WHERE rising rentS MEET HIGH unemployment

In East New York, many people are out of work and housing costs are going up fast

By Jessica Lerner, Jacob Schermerhorn and Anna Deen

It’s one of the busiest seasons for the East Brooklyn Mutual Aid, which buys and delivers free groceries.\ 

Kelvin Taitt, who started the group as an experiment to help his community during the pandemic in 2020,  couldn’t have imagined how much need there is in the four neighborhoods it serves.

One of them, East New York, represents the intersection of some of the fastest-rising rents and highest rates of unemployment in the city, an analysis of data from the DEEP-MAPS model of the labor force and Zillow shows.

At the height of the economic fallout from the pandemic in December 2020, the unemployment rate peaked at 31.27% in East New York’s 11207 zip code. As of September, the seasonally unadjusted national unemployment rate was 8.9%—down from the previous year’s 14.7%. 

Additionally, from 2014 to 2020, the same zip code saw a 22% increase in its observed rent index, a statistic used to measure changes in asking rents over time. That increase was double the average for available zip codes in the NYC area. Citywide, rent increased by 10.23%.

→ REQUIREMENT:
In the article on rents and unemployment in East New York, what was the peak unemployment rate in the 11207 zip code in December 2020?

→ SUPPLIED ENTRIES:

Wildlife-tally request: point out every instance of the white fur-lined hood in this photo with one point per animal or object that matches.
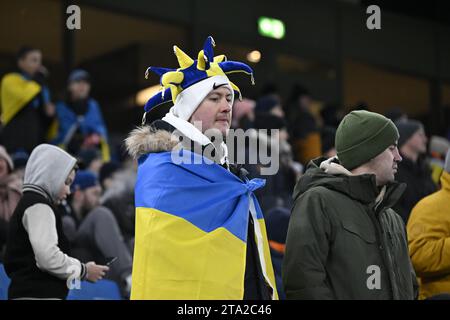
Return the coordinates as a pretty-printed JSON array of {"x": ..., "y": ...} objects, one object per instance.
[{"x": 147, "y": 139}]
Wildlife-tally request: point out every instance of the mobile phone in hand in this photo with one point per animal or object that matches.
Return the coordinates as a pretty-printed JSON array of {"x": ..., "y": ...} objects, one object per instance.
[{"x": 111, "y": 261}]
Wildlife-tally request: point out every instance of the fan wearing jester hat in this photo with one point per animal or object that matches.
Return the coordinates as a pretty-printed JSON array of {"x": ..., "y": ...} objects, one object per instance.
[
  {"x": 202, "y": 97},
  {"x": 200, "y": 232}
]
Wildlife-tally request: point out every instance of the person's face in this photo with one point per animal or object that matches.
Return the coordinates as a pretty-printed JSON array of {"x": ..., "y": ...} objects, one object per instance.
[
  {"x": 91, "y": 197},
  {"x": 277, "y": 111},
  {"x": 31, "y": 62},
  {"x": 79, "y": 89},
  {"x": 305, "y": 101},
  {"x": 65, "y": 189},
  {"x": 3, "y": 168},
  {"x": 214, "y": 112},
  {"x": 418, "y": 141},
  {"x": 385, "y": 165}
]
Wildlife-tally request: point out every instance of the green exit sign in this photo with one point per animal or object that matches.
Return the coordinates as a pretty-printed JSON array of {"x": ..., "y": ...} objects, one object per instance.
[{"x": 270, "y": 27}]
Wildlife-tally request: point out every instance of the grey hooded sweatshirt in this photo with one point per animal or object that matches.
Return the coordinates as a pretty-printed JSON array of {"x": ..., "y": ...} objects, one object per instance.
[{"x": 45, "y": 174}]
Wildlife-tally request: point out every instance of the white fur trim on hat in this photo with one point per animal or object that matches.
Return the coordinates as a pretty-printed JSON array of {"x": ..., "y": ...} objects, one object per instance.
[{"x": 190, "y": 98}]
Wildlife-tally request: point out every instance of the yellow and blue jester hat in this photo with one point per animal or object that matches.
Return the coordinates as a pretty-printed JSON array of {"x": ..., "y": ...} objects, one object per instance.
[{"x": 188, "y": 85}]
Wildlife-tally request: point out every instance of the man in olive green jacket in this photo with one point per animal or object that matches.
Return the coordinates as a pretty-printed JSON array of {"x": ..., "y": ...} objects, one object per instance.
[{"x": 344, "y": 240}]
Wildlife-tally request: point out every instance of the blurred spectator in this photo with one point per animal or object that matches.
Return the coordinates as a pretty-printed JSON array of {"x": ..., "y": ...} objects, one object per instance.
[
  {"x": 106, "y": 174},
  {"x": 396, "y": 114},
  {"x": 20, "y": 159},
  {"x": 429, "y": 234},
  {"x": 90, "y": 159},
  {"x": 36, "y": 257},
  {"x": 303, "y": 127},
  {"x": 331, "y": 115},
  {"x": 80, "y": 121},
  {"x": 438, "y": 149},
  {"x": 327, "y": 135},
  {"x": 413, "y": 169},
  {"x": 243, "y": 114},
  {"x": 269, "y": 104},
  {"x": 119, "y": 198},
  {"x": 93, "y": 230},
  {"x": 277, "y": 222},
  {"x": 25, "y": 103},
  {"x": 10, "y": 193},
  {"x": 278, "y": 189}
]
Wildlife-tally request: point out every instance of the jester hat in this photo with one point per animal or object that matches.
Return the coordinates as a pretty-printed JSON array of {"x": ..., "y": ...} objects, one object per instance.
[{"x": 188, "y": 85}]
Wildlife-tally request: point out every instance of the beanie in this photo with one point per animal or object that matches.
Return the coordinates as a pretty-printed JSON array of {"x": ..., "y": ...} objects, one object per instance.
[{"x": 361, "y": 136}]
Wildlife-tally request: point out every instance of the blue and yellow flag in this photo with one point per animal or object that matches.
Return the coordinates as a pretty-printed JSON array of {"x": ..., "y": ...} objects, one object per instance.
[
  {"x": 191, "y": 230},
  {"x": 16, "y": 93}
]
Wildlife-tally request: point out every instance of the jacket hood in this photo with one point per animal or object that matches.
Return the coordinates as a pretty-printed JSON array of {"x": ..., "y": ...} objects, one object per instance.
[
  {"x": 330, "y": 174},
  {"x": 148, "y": 139},
  {"x": 47, "y": 169},
  {"x": 163, "y": 136}
]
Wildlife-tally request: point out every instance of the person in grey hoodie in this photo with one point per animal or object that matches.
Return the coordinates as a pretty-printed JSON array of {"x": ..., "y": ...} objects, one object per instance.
[{"x": 36, "y": 257}]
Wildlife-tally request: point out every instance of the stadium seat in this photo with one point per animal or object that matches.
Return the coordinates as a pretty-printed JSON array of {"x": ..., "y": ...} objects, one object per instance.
[{"x": 101, "y": 290}]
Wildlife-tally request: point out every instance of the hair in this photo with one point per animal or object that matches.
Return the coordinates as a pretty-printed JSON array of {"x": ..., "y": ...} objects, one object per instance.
[{"x": 23, "y": 51}]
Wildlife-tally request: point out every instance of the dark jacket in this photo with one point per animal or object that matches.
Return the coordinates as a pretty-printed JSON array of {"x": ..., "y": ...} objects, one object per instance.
[
  {"x": 417, "y": 177},
  {"x": 342, "y": 240}
]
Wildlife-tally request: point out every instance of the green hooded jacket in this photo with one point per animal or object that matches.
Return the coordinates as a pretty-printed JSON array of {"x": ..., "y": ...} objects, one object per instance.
[{"x": 344, "y": 240}]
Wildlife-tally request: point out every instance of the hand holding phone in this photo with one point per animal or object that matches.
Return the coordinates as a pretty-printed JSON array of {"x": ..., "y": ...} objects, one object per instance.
[{"x": 111, "y": 261}]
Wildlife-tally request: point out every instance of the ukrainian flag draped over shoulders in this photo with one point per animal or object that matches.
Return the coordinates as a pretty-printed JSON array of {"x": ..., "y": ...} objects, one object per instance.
[{"x": 191, "y": 230}]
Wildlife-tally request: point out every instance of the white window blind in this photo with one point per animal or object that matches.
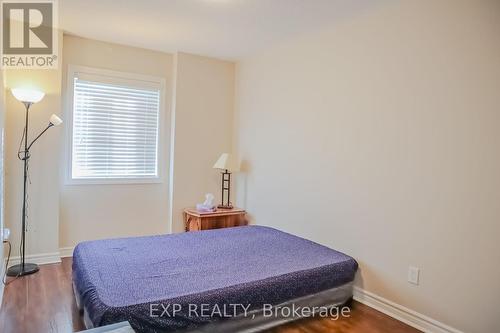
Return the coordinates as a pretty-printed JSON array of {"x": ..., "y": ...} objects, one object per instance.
[{"x": 115, "y": 130}]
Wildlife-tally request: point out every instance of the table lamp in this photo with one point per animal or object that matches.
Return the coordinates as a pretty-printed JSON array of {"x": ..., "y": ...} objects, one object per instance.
[{"x": 227, "y": 164}]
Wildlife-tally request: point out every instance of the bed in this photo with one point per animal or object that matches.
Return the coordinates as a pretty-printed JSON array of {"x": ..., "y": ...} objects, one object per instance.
[{"x": 136, "y": 279}]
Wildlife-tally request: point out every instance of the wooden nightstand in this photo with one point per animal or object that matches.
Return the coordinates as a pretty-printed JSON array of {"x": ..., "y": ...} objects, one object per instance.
[{"x": 221, "y": 218}]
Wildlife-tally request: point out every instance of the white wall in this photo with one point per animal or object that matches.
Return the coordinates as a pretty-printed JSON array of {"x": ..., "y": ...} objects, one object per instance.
[
  {"x": 378, "y": 136},
  {"x": 104, "y": 211},
  {"x": 204, "y": 105},
  {"x": 43, "y": 195},
  {"x": 2, "y": 197}
]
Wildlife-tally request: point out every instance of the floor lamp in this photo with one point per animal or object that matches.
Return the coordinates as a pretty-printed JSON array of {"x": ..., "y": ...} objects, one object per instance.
[{"x": 28, "y": 98}]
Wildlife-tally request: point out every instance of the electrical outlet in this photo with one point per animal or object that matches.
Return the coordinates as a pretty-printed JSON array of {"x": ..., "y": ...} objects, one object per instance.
[{"x": 413, "y": 274}]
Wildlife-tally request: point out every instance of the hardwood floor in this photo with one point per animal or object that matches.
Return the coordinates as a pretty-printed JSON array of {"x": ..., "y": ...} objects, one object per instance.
[{"x": 44, "y": 303}]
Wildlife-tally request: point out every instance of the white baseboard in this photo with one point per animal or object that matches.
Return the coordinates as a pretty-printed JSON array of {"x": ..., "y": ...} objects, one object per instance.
[
  {"x": 39, "y": 259},
  {"x": 401, "y": 313},
  {"x": 66, "y": 252}
]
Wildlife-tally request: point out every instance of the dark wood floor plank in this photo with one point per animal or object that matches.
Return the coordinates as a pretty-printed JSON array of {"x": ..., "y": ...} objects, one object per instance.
[{"x": 44, "y": 303}]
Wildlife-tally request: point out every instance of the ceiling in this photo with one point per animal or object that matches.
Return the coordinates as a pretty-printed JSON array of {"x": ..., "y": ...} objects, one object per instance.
[{"x": 229, "y": 29}]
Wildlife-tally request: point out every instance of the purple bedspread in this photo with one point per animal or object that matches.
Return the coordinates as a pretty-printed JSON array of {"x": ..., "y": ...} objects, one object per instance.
[{"x": 119, "y": 279}]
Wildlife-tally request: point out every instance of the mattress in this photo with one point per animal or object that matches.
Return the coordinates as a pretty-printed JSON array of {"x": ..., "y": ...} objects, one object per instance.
[{"x": 252, "y": 266}]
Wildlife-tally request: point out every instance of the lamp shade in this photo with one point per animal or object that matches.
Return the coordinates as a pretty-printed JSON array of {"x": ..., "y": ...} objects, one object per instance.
[
  {"x": 226, "y": 162},
  {"x": 27, "y": 95},
  {"x": 55, "y": 120}
]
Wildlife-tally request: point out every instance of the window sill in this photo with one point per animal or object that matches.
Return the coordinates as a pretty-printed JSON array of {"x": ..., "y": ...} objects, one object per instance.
[{"x": 114, "y": 181}]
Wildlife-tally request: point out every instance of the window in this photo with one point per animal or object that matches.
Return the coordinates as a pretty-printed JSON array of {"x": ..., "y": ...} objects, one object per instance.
[{"x": 115, "y": 127}]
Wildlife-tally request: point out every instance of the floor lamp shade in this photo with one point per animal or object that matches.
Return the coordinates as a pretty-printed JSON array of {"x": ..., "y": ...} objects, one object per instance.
[{"x": 226, "y": 162}]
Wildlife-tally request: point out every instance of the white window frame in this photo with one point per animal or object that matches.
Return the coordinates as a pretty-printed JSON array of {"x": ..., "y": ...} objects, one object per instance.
[{"x": 113, "y": 77}]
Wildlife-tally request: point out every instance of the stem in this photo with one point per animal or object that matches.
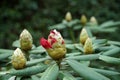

→ EXERCISE OUTPUT:
31.27%